--- What the task asks ---
Everything below from the line with "positive clicks: (377, 348)" through the line with "positive clicks: (506, 382)" should be copied exactly, and nothing else; leave out the pictures.

--- Dataset excerpts ---
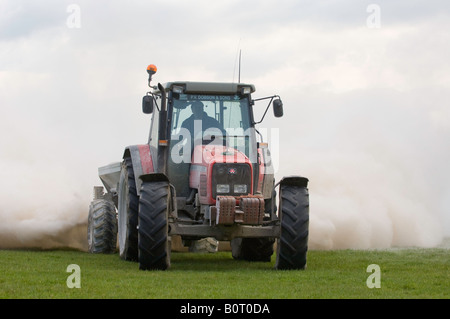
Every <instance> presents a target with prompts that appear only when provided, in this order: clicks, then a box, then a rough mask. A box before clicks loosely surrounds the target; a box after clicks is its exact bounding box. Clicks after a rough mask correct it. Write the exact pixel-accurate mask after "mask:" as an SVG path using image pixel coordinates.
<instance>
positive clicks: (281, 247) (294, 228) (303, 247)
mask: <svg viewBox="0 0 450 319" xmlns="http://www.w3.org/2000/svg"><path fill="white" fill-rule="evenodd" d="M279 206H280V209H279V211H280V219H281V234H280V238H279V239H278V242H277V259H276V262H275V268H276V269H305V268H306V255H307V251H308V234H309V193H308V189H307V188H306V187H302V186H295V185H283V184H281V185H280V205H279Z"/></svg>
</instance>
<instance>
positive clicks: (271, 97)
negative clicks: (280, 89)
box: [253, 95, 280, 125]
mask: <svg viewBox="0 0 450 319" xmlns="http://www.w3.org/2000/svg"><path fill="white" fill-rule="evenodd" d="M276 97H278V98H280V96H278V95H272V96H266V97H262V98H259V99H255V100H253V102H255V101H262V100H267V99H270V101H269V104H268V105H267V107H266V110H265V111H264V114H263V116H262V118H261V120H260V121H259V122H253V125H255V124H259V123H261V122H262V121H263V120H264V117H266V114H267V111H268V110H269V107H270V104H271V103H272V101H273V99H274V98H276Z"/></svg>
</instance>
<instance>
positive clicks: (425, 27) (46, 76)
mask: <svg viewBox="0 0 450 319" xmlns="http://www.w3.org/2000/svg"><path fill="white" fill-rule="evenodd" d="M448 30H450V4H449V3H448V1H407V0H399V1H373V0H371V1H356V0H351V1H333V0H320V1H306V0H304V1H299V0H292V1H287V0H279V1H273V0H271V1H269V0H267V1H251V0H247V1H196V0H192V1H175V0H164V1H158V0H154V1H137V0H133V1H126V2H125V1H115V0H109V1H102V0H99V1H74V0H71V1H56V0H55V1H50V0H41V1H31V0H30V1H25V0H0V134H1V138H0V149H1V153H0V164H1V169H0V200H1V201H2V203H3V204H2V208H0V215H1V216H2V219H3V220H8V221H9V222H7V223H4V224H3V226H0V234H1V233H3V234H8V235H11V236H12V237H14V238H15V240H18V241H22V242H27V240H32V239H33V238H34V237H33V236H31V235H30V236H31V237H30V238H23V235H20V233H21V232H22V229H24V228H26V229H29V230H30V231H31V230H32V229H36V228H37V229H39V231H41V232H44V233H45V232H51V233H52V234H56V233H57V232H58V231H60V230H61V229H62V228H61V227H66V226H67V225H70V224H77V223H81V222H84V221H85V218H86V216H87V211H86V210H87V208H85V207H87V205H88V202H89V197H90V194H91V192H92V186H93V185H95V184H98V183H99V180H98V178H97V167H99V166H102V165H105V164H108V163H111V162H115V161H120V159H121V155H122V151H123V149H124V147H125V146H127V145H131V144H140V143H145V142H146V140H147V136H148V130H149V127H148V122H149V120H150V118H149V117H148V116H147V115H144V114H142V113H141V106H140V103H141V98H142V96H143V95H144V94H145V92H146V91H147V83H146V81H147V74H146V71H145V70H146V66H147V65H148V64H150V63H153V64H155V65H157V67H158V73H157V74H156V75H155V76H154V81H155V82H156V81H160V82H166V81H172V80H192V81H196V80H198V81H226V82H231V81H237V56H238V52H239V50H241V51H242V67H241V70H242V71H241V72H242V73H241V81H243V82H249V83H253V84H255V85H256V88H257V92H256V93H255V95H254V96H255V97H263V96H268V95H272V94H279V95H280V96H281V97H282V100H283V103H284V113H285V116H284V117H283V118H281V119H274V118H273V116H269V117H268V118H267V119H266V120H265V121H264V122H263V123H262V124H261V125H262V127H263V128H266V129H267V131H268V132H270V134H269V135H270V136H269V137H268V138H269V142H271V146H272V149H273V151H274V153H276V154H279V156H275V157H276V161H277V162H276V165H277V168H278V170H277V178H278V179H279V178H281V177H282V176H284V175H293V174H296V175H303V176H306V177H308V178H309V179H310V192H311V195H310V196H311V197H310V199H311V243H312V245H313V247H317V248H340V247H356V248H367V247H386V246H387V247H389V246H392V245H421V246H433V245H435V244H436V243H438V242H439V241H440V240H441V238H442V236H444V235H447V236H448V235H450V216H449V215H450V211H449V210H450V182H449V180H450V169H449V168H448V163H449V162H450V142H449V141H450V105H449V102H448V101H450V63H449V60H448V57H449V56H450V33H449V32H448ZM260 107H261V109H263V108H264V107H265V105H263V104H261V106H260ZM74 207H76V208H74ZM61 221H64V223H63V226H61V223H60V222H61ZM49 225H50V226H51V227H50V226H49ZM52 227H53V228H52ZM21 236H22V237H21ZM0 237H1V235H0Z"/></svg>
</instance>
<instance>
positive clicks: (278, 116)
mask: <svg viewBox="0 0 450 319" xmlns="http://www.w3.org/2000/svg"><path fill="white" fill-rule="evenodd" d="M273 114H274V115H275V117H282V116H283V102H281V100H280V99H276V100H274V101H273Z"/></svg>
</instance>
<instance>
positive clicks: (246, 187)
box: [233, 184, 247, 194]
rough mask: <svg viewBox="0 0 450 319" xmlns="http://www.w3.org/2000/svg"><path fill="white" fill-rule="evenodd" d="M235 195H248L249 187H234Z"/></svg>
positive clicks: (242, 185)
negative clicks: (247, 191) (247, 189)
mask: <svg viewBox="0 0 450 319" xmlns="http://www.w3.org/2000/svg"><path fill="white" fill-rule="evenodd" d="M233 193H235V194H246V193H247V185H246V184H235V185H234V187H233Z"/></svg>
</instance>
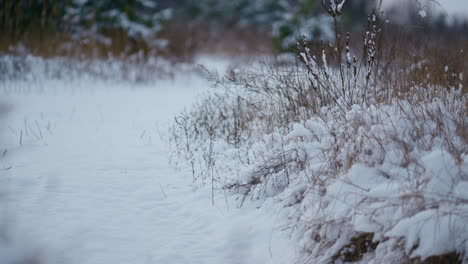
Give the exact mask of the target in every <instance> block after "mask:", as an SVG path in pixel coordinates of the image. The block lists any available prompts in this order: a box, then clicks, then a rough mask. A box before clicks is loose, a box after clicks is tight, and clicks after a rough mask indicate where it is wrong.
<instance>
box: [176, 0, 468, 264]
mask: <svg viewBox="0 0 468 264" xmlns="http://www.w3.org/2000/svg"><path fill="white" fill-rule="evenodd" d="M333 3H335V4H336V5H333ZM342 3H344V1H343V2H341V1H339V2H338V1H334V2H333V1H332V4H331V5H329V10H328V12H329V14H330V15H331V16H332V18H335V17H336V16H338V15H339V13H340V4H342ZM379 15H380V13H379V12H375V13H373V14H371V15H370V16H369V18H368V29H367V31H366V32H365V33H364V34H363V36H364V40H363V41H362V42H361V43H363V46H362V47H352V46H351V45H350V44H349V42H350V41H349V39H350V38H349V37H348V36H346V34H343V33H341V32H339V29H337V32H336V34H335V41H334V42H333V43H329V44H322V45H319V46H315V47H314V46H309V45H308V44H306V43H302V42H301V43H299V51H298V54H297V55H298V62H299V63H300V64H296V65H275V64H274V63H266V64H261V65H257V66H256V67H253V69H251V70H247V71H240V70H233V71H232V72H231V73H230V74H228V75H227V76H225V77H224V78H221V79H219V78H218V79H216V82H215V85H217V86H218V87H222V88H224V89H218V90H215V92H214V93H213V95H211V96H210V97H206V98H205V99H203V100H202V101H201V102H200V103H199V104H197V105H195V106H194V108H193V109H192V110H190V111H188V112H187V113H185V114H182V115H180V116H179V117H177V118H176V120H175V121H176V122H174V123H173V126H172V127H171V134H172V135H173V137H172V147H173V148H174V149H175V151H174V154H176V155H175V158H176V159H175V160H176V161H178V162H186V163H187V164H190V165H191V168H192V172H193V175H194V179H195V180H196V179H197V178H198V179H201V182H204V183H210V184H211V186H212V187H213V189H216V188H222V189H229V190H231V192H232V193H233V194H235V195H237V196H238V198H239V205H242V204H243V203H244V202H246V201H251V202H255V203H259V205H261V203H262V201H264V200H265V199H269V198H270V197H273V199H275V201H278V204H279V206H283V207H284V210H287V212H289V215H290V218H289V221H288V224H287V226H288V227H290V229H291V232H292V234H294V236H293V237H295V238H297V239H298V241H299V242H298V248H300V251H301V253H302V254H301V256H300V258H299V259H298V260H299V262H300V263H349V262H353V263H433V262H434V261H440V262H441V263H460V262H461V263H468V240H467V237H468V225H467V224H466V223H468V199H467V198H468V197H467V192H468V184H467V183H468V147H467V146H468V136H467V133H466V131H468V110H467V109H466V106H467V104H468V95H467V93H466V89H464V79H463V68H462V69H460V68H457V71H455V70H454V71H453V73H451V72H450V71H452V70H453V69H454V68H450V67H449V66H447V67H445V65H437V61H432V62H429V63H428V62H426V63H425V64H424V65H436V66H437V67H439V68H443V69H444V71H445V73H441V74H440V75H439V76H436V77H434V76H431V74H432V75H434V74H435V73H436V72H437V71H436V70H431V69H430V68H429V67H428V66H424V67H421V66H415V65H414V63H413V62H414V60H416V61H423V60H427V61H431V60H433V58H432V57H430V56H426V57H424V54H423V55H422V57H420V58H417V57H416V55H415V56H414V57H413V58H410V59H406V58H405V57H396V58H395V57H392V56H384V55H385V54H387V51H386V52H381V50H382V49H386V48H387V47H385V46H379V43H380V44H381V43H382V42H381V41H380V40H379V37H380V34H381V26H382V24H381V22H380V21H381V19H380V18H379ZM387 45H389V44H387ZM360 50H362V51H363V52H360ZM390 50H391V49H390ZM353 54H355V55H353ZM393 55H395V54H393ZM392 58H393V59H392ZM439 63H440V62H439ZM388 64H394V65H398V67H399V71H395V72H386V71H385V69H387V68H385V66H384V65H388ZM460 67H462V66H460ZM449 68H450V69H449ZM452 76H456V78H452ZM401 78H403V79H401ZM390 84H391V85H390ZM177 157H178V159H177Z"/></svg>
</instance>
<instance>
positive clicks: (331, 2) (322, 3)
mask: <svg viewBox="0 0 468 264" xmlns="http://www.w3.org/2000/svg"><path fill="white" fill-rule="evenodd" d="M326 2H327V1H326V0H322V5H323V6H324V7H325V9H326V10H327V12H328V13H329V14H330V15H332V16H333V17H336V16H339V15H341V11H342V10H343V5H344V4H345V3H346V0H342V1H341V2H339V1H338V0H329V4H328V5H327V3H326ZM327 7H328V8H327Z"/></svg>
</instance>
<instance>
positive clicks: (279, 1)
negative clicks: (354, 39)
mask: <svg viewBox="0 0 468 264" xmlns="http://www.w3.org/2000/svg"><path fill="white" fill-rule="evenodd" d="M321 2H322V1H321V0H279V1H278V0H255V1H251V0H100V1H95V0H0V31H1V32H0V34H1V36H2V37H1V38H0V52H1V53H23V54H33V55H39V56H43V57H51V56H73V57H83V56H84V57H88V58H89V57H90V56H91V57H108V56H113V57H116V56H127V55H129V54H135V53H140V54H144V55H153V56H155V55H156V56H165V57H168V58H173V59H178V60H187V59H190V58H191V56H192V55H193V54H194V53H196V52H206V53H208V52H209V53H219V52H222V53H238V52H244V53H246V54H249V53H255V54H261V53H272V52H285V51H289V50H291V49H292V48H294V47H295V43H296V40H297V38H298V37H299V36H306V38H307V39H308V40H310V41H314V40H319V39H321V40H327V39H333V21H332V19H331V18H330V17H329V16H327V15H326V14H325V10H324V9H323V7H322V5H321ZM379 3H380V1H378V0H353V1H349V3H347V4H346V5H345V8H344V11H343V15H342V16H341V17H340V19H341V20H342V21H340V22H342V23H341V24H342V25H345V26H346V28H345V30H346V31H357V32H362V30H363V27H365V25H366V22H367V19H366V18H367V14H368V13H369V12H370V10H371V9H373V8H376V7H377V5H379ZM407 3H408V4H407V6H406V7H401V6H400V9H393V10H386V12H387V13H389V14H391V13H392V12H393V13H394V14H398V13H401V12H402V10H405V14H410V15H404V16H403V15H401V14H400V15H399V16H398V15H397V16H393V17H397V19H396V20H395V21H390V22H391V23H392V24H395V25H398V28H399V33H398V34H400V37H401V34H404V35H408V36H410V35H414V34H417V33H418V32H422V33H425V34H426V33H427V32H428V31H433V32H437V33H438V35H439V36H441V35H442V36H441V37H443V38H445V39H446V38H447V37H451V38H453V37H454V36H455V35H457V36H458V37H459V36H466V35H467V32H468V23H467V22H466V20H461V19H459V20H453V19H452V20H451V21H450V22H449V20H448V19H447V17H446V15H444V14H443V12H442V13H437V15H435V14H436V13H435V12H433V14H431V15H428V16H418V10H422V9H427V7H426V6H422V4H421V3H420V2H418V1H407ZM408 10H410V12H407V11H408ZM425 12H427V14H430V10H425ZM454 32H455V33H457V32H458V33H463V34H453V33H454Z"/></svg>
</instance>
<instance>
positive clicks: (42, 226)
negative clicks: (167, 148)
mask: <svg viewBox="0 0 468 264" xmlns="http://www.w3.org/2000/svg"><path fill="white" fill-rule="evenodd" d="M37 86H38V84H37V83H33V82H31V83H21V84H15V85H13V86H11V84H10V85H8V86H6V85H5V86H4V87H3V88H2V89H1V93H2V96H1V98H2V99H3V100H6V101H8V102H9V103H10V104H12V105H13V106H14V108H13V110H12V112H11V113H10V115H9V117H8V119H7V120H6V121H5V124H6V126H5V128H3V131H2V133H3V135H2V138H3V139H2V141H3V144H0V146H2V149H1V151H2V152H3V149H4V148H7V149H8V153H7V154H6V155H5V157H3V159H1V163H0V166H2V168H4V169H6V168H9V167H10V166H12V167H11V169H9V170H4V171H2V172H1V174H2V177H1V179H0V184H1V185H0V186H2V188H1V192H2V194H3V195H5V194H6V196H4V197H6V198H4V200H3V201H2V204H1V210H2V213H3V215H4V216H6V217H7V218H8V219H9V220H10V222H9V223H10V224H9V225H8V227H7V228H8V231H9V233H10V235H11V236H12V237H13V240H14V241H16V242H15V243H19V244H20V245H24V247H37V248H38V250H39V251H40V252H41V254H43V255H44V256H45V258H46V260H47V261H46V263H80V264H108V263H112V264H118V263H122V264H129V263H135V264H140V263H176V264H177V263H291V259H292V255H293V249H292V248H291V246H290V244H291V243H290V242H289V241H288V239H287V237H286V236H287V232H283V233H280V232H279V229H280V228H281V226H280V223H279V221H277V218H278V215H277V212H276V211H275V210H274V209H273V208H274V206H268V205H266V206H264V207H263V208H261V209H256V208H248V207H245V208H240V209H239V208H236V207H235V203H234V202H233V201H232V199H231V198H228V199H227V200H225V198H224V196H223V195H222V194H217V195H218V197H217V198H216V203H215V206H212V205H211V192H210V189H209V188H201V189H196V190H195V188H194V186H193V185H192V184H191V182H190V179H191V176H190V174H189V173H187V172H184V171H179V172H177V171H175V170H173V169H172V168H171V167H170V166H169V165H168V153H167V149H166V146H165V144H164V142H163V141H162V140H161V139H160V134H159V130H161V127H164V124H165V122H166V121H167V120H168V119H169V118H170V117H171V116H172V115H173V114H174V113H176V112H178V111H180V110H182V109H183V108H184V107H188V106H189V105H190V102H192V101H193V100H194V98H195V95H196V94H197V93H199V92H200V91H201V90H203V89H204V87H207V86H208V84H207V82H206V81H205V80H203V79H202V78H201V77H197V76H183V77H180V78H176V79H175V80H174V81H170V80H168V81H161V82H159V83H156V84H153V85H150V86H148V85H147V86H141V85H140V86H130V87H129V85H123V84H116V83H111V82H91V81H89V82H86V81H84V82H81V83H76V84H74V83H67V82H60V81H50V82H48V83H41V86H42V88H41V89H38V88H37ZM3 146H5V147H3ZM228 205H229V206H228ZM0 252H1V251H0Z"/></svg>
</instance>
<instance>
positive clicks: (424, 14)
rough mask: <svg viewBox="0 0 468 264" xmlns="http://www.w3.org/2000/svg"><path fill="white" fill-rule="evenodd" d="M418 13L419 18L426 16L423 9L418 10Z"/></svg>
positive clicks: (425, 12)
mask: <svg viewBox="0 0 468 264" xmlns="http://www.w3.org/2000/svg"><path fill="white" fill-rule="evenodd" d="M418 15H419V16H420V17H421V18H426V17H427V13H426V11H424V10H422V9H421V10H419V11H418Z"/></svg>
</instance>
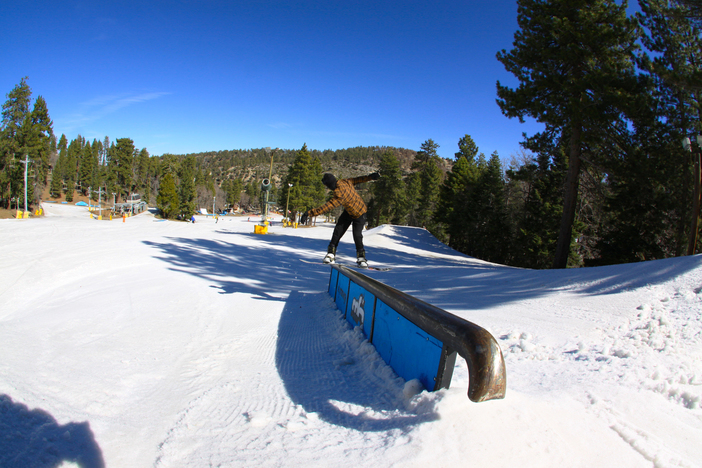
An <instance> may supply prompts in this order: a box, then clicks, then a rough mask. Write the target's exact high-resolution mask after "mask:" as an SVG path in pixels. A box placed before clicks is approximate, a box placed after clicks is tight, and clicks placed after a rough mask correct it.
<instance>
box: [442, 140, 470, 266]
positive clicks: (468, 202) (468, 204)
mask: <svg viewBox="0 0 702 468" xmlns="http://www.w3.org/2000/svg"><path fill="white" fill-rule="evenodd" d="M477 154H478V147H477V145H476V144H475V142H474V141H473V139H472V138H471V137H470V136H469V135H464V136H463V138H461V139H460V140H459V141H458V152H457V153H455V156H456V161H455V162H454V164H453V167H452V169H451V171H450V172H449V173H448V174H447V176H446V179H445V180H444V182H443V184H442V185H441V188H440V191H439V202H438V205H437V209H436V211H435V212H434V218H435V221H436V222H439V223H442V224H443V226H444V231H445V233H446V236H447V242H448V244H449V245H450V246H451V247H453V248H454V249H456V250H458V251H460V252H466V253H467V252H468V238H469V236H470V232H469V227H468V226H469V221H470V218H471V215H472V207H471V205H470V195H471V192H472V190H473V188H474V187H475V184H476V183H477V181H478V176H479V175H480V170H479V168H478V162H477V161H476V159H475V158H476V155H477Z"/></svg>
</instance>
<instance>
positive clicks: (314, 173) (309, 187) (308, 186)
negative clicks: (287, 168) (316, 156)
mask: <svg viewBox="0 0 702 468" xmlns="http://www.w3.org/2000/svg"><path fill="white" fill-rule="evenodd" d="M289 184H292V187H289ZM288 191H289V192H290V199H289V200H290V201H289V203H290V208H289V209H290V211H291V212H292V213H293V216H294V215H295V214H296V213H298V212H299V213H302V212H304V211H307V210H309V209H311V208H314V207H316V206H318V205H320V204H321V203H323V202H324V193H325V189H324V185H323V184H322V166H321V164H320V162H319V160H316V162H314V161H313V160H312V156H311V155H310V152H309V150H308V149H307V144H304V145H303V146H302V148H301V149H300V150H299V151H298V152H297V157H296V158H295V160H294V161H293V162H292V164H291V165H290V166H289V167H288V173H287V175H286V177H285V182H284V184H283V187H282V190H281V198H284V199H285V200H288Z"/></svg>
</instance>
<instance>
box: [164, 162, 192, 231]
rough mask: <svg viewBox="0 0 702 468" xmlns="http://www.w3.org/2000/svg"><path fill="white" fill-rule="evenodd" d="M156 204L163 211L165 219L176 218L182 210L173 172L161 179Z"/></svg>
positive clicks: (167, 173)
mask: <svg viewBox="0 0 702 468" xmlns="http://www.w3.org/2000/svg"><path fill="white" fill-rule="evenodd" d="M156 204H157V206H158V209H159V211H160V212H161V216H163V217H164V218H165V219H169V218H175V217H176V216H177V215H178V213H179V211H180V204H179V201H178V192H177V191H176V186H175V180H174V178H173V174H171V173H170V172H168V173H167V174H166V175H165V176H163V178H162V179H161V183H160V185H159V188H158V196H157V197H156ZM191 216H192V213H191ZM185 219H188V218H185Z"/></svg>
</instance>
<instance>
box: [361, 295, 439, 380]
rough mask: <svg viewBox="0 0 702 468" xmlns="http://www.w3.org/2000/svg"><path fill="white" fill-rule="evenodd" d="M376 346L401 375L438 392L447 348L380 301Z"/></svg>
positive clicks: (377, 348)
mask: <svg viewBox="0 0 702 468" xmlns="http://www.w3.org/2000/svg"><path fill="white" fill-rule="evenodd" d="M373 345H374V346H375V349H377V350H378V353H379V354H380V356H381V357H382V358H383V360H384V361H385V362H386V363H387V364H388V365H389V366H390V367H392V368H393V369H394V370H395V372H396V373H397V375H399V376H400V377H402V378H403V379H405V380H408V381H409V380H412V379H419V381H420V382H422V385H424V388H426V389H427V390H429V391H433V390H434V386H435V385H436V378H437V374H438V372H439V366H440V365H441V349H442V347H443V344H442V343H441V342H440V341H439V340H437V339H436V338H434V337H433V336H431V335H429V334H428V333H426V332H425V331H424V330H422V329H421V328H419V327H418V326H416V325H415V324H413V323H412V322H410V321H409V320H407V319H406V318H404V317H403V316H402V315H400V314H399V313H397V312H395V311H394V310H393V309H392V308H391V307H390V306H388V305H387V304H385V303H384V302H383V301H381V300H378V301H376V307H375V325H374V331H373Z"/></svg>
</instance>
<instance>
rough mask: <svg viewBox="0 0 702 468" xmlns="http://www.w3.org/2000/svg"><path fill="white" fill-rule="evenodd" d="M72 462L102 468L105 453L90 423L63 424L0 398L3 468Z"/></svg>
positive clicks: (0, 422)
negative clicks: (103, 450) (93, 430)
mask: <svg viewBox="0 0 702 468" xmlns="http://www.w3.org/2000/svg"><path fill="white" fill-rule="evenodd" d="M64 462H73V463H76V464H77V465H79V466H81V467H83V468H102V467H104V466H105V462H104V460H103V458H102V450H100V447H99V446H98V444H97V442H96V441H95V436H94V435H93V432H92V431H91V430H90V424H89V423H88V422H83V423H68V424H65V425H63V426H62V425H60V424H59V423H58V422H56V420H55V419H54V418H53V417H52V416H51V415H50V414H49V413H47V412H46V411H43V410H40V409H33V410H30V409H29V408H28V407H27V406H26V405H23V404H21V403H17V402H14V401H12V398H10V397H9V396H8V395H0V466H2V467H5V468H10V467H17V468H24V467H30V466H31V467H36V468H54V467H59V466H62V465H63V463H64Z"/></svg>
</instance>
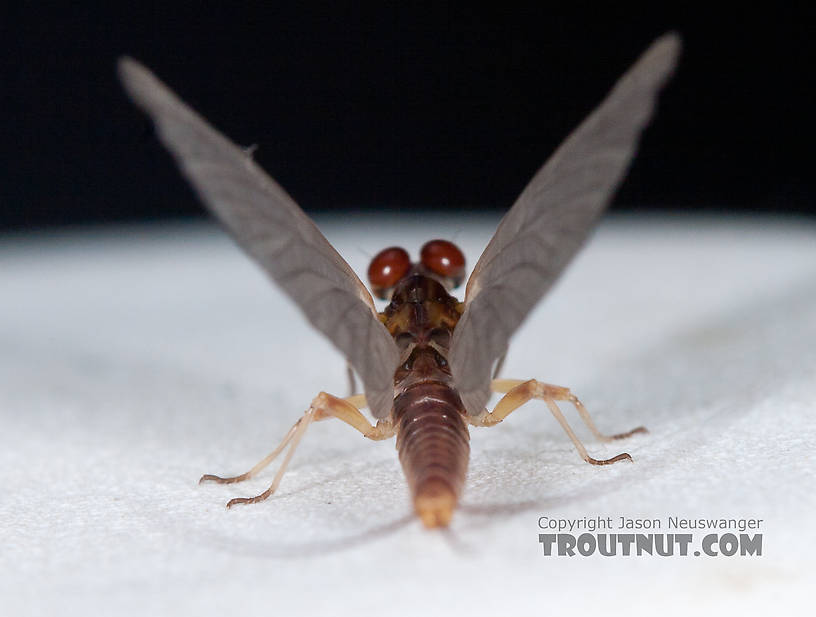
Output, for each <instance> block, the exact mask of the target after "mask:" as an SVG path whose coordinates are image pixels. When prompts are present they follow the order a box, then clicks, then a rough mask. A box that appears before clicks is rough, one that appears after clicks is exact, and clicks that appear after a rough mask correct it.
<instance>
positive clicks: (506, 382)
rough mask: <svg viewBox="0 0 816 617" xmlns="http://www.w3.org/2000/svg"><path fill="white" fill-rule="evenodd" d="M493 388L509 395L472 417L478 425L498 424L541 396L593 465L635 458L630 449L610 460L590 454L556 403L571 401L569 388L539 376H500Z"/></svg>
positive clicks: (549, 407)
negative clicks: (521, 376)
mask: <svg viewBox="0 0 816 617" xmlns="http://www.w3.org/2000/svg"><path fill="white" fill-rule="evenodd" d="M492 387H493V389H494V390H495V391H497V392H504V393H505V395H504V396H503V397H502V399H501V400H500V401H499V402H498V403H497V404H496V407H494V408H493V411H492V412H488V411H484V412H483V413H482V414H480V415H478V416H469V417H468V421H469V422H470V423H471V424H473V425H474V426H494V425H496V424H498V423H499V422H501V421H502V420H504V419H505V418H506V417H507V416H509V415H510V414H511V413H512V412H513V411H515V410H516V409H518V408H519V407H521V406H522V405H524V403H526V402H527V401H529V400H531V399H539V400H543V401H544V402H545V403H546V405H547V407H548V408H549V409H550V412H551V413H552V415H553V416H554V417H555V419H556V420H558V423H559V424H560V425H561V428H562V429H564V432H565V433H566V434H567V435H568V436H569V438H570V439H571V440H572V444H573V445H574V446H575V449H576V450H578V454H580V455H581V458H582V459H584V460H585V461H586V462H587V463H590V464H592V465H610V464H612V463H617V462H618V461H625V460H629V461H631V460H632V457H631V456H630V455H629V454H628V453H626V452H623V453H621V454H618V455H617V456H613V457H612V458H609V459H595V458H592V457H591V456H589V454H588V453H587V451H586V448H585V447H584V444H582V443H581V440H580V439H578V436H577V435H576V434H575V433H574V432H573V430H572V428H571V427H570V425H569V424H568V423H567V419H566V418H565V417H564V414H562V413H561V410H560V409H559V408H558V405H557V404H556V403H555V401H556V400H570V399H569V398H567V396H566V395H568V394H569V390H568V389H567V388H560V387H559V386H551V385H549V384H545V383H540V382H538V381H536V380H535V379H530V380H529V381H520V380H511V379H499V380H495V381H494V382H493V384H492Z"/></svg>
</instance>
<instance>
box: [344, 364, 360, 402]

--- Solved problem ---
positive clicks: (377, 348)
mask: <svg viewBox="0 0 702 468" xmlns="http://www.w3.org/2000/svg"><path fill="white" fill-rule="evenodd" d="M373 345H374V346H375V349H377V350H378V353H379V354H380V356H381V357H382V358H383V360H384V361H385V362H386V363H387V364H388V365H389V366H390V367H392V368H393V369H394V370H395V372H396V373H397V375H399V376H400V377H402V378H403V379H405V380H408V381H409V380H412V379H419V381H420V382H422V385H424V388H426V389H427V390H429V391H433V390H434V386H435V385H436V378H437V374H438V372H439V366H440V365H441V349H442V347H443V344H442V343H441V342H440V341H439V340H437V339H436V338H434V337H433V336H431V335H429V334H428V333H426V332H425V331H424V330H422V329H421V328H419V327H418V326H416V325H415V324H413V323H412V322H410V321H409V320H407V319H406V318H404V317H403V316H402V315H400V314H399V313H397V312H395V311H394V310H393V309H392V308H391V307H390V306H388V305H387V304H385V303H384V302H383V301H381V300H378V301H376V307H375V325H374V331H373Z"/></svg>
</instance>
<instance>
rough mask: <svg viewBox="0 0 702 468" xmlns="http://www.w3.org/2000/svg"><path fill="white" fill-rule="evenodd" d="M72 462L102 468L105 453L90 423L63 424L0 398L3 468Z"/></svg>
positive clicks: (0, 422)
negative clicks: (103, 450) (93, 430)
mask: <svg viewBox="0 0 702 468" xmlns="http://www.w3.org/2000/svg"><path fill="white" fill-rule="evenodd" d="M64 462H73V463H76V464H77V465H79V466H81V467H83V468H102V467H104V466H105V462H104V460H103V458H102V450H100V447H99V446H98V444H97V442H96V441H95V436H94V435H93V432H92V431H91V430H90V424H89V423H88V422H83V423H68V424H65V425H63V426H62V425H60V424H59V423H58V422H56V420H55V419H54V418H53V417H52V416H51V415H50V414H49V413H47V412H46V411H43V410H40V409H33V410H30V409H29V408H28V407H27V406H26V405H23V404H21V403H17V402H14V401H12V398H10V397H9V396H8V395H0V466H2V467H5V468H10V467H17V468H24V467H30V466H31V467H36V468H54V467H59V466H62V465H63V463H64Z"/></svg>
</instance>
Output, for each <instance> block, the exact mask of the target after "mask:" as an SVG path whose coordinates are image pixels. When prompts are present they follow the order a box, then clicks, then a rough mask. A box that appears before clicks is rough, one that appears after clicks is exact, and clicks that appear after a rough mask correct it.
<instance>
positive clicks: (506, 382)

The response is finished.